-- Text segment follows --

But according to the story, it wasn’t to “make math easier for the school children,” it was because 1 Kings 7:23 says, “Then he made the sea of cast metal. It was round, ten cubits from brim to brim, and five cubits high, and a line of thirty cubits measured its circumference.” So clearly the Bible says that pi is 3.0 exactly!
Urban legends aside, I don’t think I’ve ever run into a Biblical literalist who was quite that literal… but I’ve heard a few of ’em who come close.
let t=thickness of sea of cast metal in cubits, the 1Kings 7:23 just says that
30=pi*(10-2t), not that pi=3.
Or that whoever wrote that passage was using approximate figures, as anyone naturally would aside from the craftsmen actually building the thing.
I wonder if anyone will celebrate the upcoming centenary of the “fundamentalist” movement … or if it’s impolite in those circles to admit that biblical literalism is a very new idea?
#9,
Ross, you are right. I had not researched the urban myth that I heard years ago. But, how about the 1897 Indiana General Assembly Bill No. 246, which was apparently passed to the same end? http://www.dumblaws.com/law/439 , claims it was passed by the house, but postponed by the senate.
tdunbar’s explanation for the “sea” seems to be a good one as the wall thickness for the container would need to be taken into consideration. You have both partially restored my faith in legislative bodies. (Only partially, and I am not yet willing to revise my thinking on the current HOB.) :>)
‘Civil unions are a newly invented category’.
Exactly so. & so is same-sex ‘marriage’ – an invention of the imagination, not a right of any constitution. But if a state finds for this innovation, it must also abolish any legal distinction between males and females.
And numbers in the marrage/civil union. The number two is as arbitrary as you can get.

-- Text segment concluded --
-- Records shown follows --

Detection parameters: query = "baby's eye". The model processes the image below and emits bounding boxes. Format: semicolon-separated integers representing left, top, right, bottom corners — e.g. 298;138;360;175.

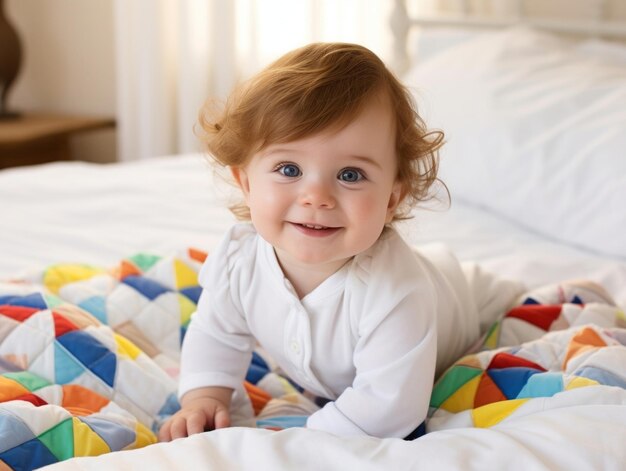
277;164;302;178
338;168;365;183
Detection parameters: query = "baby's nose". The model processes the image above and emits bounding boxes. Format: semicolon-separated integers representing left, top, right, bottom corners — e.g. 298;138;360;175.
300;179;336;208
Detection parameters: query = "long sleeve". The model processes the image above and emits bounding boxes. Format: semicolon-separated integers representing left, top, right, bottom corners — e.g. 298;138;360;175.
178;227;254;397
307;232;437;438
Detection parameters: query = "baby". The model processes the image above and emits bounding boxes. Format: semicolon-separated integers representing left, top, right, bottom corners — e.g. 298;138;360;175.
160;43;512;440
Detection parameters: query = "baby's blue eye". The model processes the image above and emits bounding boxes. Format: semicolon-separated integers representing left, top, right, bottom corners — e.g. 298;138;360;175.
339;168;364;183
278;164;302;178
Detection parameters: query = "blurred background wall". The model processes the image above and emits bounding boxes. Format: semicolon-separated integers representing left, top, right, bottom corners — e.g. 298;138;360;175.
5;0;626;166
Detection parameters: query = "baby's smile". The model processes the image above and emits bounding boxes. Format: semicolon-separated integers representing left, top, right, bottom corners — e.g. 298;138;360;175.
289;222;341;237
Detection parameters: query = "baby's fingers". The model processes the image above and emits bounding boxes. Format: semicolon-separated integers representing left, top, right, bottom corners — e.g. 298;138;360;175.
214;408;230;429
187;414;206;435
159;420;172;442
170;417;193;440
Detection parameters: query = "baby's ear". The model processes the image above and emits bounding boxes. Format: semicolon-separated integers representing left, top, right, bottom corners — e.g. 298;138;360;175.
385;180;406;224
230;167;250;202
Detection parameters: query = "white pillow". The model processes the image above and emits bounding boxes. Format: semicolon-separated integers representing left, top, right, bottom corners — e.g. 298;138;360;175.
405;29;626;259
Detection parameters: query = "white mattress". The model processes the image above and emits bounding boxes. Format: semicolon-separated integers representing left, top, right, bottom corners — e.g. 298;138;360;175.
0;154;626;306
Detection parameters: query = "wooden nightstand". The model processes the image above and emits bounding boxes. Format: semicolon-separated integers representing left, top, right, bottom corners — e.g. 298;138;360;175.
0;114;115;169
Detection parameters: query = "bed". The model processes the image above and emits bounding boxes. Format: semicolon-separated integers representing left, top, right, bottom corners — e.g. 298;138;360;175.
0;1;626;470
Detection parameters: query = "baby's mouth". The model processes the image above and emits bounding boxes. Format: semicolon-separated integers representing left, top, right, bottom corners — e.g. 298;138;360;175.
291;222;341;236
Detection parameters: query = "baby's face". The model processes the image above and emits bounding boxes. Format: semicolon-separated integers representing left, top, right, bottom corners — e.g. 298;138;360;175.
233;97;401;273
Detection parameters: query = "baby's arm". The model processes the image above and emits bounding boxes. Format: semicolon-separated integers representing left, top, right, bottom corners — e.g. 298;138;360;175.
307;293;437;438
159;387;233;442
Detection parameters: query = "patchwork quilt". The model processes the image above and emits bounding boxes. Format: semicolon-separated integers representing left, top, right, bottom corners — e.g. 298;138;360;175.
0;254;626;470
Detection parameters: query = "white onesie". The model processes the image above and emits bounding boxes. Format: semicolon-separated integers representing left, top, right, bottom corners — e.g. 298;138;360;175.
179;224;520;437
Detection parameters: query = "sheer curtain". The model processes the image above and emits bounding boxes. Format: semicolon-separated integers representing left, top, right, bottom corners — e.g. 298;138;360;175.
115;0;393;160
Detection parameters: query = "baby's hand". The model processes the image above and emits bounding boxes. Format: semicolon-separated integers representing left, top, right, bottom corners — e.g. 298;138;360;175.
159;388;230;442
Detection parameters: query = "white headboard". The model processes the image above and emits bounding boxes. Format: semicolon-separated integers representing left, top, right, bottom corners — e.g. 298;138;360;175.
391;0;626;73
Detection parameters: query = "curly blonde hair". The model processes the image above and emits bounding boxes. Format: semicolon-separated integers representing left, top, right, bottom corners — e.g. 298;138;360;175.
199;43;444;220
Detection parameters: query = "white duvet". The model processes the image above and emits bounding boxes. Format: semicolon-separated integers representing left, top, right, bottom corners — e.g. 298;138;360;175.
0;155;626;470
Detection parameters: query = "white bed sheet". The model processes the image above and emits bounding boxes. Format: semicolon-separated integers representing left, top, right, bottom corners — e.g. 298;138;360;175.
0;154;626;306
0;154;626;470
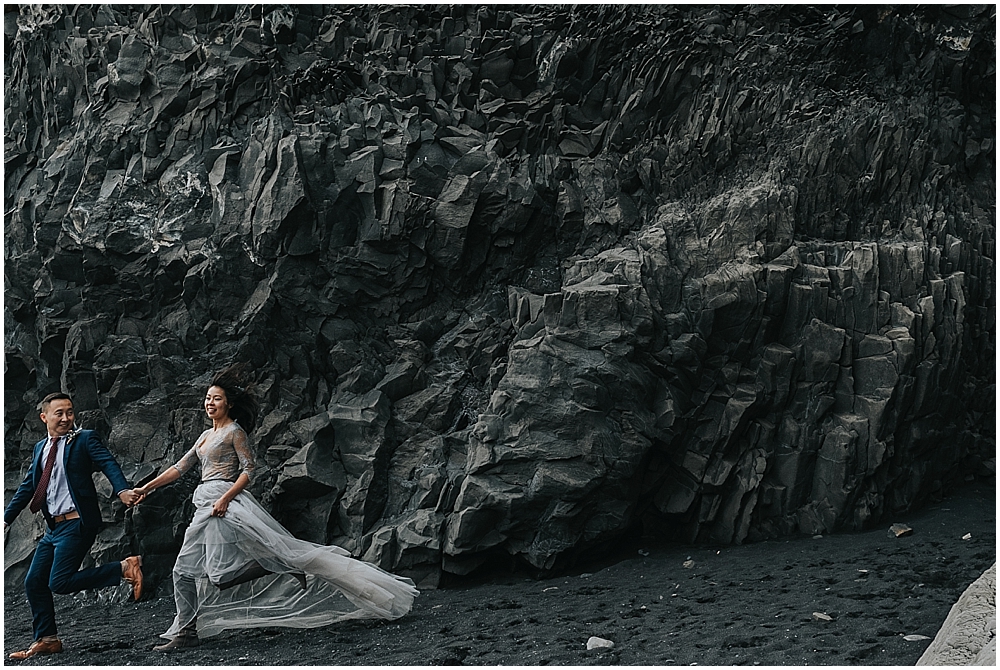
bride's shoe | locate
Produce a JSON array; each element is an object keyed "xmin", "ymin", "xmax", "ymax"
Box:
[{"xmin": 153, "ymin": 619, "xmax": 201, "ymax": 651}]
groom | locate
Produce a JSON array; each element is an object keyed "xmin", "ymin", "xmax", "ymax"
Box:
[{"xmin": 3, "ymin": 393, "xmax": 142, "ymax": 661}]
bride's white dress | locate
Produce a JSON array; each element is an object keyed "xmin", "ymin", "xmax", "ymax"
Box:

-- Records shown concluded --

▶ **Things to do**
1. Using the comment thread, decide whether each statement below agrees with it. Answer yes or no for each, and quote the exact words of the comment thread that settle it.
(a) According to the linked page, the 1897 Indiana bill was passed by the house but postponed by the senate.
(b) The commenter who mentions the Indiana bill says the urban myth had been researched before it was repeated.
(c) tdunbar's explanation is described as taking the wall thickness of the container into account.
2. Set down the passage of the comment thread that begins at the words "I wonder if" and stops after the words "by the senate.", keeping every character unchanged.
3. Render this sentence from the comment thread in French: "Urban legends aside, I don’t think I’ve ever run into a Biblical literalist who was quite that literal… but I’ve heard a few of ’em who come close."

▶ **Answers to the exercise**
1.
(a) Yes: "claims it was passed by the house, but postponed by the senate."
(b) No: "I had not researched the urban myth that I heard years ago."
(c) Yes: "as the wall thickness for the container would need to be taken into consideration."

2.
I wonder if anyone will celebrate the upcoming centenary of the “fundamentalist” movement … or if it’s impolite in those circles to admit that biblical literalism is a very new idea?
#9,
Ross, you are right. I had not researched the urban myth that I heard years ago. But, how about the 1897 Indiana General Assembly Bill No. 246, which was apparently passed to the same end? http://www.dumblaws.com/law/439 , claims it was passed by the house, but postponed by the senate.

3. Légendes urbaines mises à part, je ne crois pas avoir jamais rencontré de littéraliste biblique qui soit littéral à ce point… mais j’en ai entendu quelques-uns qui s’en approchent.